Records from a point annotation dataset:
· · · · ·
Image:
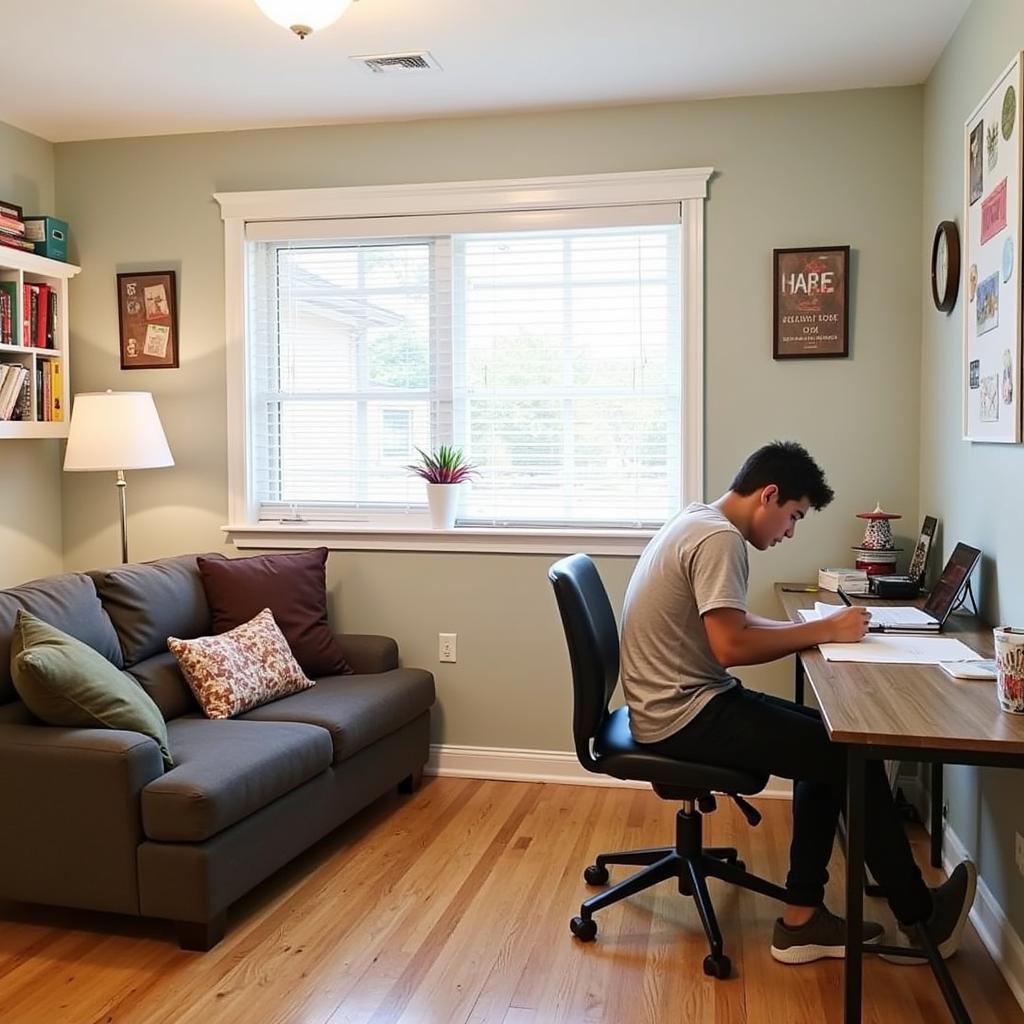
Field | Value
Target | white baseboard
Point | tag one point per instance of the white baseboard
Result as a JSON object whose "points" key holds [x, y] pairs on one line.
{"points": [[541, 766], [995, 932]]}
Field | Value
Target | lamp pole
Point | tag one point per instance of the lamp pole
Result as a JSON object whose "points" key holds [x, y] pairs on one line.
{"points": [[122, 487]]}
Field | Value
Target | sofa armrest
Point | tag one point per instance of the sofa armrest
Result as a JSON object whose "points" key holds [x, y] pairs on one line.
{"points": [[70, 800], [368, 653]]}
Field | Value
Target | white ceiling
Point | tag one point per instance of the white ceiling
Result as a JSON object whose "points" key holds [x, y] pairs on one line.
{"points": [[104, 69]]}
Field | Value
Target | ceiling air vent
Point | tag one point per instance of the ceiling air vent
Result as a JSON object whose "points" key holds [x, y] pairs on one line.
{"points": [[397, 64]]}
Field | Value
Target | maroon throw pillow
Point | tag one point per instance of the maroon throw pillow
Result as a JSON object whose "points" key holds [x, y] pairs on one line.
{"points": [[293, 587]]}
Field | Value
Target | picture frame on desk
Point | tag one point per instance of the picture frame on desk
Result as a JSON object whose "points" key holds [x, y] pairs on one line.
{"points": [[147, 321], [810, 302]]}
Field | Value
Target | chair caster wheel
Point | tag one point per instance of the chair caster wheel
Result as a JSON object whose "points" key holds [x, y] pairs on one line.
{"points": [[718, 967]]}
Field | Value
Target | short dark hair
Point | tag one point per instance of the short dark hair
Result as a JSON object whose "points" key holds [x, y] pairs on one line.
{"points": [[787, 465]]}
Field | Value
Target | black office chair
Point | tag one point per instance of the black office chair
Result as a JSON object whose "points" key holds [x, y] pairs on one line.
{"points": [[605, 745]]}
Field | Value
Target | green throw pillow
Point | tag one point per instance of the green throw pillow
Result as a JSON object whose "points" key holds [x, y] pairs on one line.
{"points": [[65, 682]]}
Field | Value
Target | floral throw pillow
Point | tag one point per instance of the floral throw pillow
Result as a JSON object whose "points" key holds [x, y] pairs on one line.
{"points": [[241, 669]]}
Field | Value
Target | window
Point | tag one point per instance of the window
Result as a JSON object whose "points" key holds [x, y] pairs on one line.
{"points": [[554, 345]]}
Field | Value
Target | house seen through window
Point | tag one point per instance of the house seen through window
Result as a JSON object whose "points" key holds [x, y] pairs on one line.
{"points": [[551, 356]]}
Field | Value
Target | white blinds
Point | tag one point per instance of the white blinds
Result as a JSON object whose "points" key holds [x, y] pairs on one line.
{"points": [[548, 349]]}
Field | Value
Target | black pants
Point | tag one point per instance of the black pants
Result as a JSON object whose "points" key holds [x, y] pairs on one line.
{"points": [[757, 732]]}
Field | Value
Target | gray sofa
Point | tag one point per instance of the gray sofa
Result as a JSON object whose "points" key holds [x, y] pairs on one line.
{"points": [[91, 818]]}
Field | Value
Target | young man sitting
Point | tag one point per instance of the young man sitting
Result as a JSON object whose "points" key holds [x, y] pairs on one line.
{"points": [[685, 625]]}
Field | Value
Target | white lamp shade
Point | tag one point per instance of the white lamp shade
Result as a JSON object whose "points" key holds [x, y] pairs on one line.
{"points": [[116, 430], [311, 13]]}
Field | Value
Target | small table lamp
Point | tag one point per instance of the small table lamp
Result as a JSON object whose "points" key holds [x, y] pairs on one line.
{"points": [[116, 430]]}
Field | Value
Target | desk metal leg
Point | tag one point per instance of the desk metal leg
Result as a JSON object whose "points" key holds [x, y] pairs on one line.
{"points": [[956, 1009], [937, 822], [853, 968]]}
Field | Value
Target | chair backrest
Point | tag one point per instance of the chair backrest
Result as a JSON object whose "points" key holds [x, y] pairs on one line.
{"points": [[592, 638]]}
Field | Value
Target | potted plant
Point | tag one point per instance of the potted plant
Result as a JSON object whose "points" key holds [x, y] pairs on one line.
{"points": [[443, 469]]}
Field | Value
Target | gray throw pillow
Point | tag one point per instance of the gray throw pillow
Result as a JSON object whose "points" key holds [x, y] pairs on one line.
{"points": [[65, 682]]}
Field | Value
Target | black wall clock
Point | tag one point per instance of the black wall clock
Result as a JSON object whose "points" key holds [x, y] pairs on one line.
{"points": [[945, 266]]}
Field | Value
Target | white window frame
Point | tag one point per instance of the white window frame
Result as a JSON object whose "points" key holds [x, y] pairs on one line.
{"points": [[688, 187]]}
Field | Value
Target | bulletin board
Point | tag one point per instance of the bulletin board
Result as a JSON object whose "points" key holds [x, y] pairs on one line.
{"points": [[991, 265]]}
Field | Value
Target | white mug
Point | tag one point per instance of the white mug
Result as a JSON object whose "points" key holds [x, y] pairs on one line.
{"points": [[1010, 668]]}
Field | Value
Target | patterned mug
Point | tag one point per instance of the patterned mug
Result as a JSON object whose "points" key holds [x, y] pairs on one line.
{"points": [[1010, 668]]}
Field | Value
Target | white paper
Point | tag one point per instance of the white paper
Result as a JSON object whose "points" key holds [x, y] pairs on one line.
{"points": [[892, 648], [820, 610], [902, 614]]}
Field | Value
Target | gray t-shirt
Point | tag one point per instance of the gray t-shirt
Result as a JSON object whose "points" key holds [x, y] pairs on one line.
{"points": [[696, 561]]}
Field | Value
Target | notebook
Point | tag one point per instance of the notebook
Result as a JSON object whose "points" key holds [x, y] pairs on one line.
{"points": [[941, 598]]}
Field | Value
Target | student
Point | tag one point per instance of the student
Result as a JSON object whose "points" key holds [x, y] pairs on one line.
{"points": [[685, 624]]}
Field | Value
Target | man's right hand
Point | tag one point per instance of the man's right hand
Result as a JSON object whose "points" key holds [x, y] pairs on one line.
{"points": [[847, 625]]}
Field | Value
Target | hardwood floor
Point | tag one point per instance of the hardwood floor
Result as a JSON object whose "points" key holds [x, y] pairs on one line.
{"points": [[452, 906]]}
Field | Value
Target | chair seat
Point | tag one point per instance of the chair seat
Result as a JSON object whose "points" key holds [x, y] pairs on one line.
{"points": [[617, 754]]}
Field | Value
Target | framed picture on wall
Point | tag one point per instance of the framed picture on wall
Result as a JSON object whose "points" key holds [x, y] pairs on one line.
{"points": [[992, 222], [147, 318], [811, 302]]}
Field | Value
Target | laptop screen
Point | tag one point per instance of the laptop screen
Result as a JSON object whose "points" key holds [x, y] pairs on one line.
{"points": [[947, 588]]}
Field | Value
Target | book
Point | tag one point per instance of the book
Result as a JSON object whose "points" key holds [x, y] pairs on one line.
{"points": [[47, 390], [51, 318], [8, 313], [10, 388], [851, 581], [42, 314], [23, 408], [56, 391]]}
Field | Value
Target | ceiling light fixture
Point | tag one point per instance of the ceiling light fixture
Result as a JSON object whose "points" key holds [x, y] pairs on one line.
{"points": [[303, 16]]}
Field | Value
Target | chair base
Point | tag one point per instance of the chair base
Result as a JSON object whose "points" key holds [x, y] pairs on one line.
{"points": [[691, 865]]}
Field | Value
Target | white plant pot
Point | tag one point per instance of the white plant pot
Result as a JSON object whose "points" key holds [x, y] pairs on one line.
{"points": [[443, 502]]}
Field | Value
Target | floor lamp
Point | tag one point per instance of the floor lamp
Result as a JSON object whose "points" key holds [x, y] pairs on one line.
{"points": [[115, 431]]}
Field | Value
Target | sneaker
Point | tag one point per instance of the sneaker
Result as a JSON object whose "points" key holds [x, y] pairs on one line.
{"points": [[950, 905], [823, 935]]}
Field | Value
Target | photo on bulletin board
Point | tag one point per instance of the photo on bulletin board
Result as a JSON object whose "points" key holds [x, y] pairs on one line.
{"points": [[148, 321], [992, 221]]}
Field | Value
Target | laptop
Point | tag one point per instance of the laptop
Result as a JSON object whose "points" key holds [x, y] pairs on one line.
{"points": [[941, 598]]}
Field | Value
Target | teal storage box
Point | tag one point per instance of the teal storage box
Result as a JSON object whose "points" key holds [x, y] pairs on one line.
{"points": [[48, 235]]}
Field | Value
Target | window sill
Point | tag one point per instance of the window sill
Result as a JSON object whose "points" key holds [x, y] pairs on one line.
{"points": [[367, 537]]}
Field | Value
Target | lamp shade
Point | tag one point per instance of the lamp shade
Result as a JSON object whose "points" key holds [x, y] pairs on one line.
{"points": [[116, 430], [305, 14]]}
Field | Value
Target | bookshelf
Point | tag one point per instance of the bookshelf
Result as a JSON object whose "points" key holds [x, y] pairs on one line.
{"points": [[27, 268]]}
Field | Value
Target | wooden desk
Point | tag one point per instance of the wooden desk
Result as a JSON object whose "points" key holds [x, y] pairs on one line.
{"points": [[904, 712]]}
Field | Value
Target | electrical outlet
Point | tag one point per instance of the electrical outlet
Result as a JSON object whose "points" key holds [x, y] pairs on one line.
{"points": [[445, 646]]}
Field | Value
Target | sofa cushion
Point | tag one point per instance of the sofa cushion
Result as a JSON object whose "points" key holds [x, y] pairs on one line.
{"points": [[150, 601], [241, 669], [161, 677], [226, 771], [293, 586], [65, 682], [69, 602], [355, 710]]}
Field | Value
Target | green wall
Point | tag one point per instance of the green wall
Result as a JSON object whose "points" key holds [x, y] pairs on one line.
{"points": [[30, 524], [977, 489], [790, 171]]}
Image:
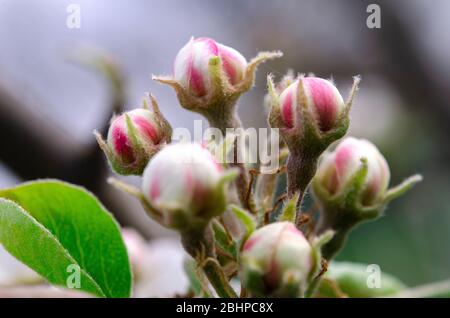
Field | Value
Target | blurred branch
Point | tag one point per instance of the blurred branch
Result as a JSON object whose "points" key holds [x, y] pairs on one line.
{"points": [[408, 67], [34, 148]]}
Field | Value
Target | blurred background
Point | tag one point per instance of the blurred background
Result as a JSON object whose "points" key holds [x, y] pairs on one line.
{"points": [[50, 103]]}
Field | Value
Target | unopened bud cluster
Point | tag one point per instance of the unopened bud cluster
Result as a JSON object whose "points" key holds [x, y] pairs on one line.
{"points": [[186, 189]]}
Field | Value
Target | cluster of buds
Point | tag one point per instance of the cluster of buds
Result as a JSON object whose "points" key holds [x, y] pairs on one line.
{"points": [[134, 137], [209, 77], [352, 186], [184, 188], [278, 261]]}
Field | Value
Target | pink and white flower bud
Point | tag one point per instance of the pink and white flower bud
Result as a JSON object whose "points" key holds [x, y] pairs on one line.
{"points": [[130, 147], [337, 169], [277, 260], [322, 99], [183, 182], [191, 67]]}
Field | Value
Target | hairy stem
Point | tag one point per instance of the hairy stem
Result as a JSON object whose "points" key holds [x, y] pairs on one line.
{"points": [[199, 243], [225, 117]]}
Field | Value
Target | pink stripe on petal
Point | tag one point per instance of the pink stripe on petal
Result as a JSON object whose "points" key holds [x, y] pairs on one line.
{"points": [[121, 142], [324, 101], [146, 127], [287, 111], [155, 190]]}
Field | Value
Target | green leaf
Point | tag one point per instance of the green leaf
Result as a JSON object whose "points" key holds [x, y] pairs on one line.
{"points": [[51, 225]]}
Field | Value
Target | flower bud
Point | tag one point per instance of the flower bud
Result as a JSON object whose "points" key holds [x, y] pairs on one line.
{"points": [[351, 186], [277, 261], [184, 183], [191, 67], [338, 168], [209, 77], [133, 138], [322, 100], [311, 115]]}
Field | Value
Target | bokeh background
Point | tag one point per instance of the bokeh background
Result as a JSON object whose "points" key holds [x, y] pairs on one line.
{"points": [[50, 104]]}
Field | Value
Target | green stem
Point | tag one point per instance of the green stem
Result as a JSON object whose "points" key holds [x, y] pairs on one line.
{"points": [[224, 116], [199, 243]]}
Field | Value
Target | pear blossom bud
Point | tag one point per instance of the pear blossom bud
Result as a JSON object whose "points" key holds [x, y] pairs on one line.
{"points": [[277, 260], [185, 184], [337, 169], [322, 99], [191, 67], [133, 138]]}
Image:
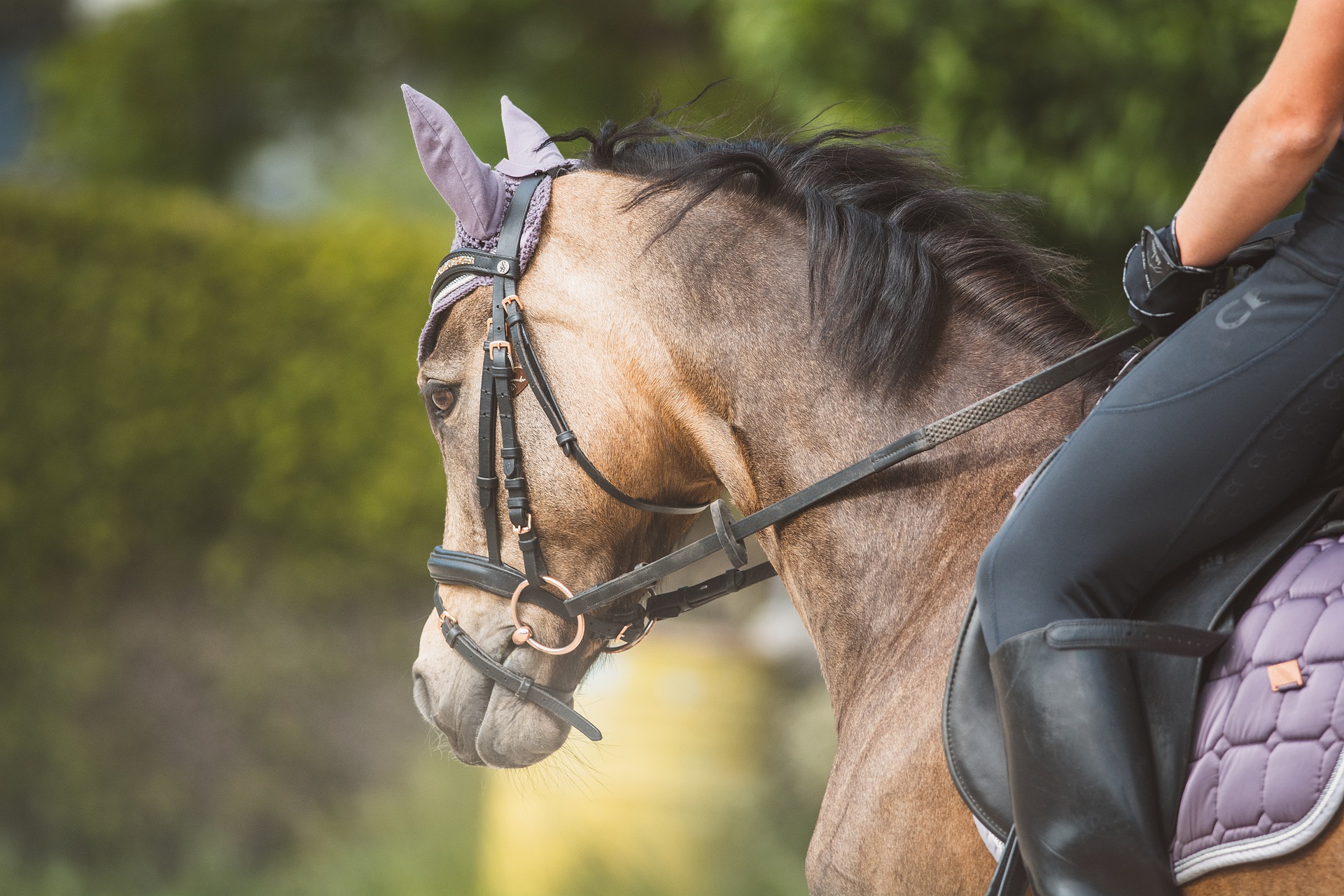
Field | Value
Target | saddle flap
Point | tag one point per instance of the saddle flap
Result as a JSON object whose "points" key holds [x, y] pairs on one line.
· · · · ·
> [OBJECTIVE]
Please report every line of the material above that contains the string "wall", matching case exactly.

> [RESULT OF THIS TASK]
Target | black wall clock
Point | tag one point per instance of the black wall clock
Target | framed picture on wall
Point | tag one point per instance of the framed picture on wall
Target | green wall
Point | tag one point per instance of the green wall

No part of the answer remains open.